Rescale the records below by rewriting every line of them in full. Multiply each answer point coordinate by 1.2 and round it to a whole number, with halves rounded up, while keeping the sample coordinates unchanged and leaving the pictures out of your reply.
Start
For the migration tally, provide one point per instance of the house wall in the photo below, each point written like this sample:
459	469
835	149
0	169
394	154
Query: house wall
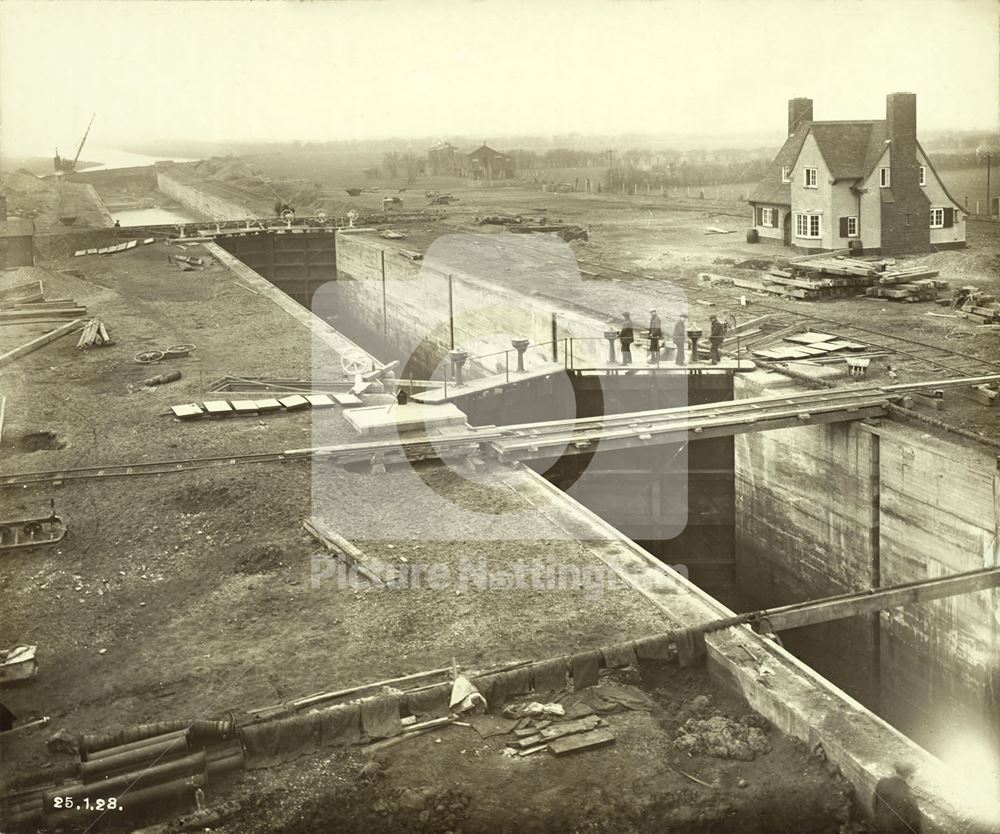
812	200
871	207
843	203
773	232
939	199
End
RIGHT ANSWER —
For the migration tally, provide one point per instance of the house wall in the photo below, each point written like this sample:
459	469
835	149
0	169
394	154
Query: house wall
974	240
1045	248
1012	244
928	278
1127	239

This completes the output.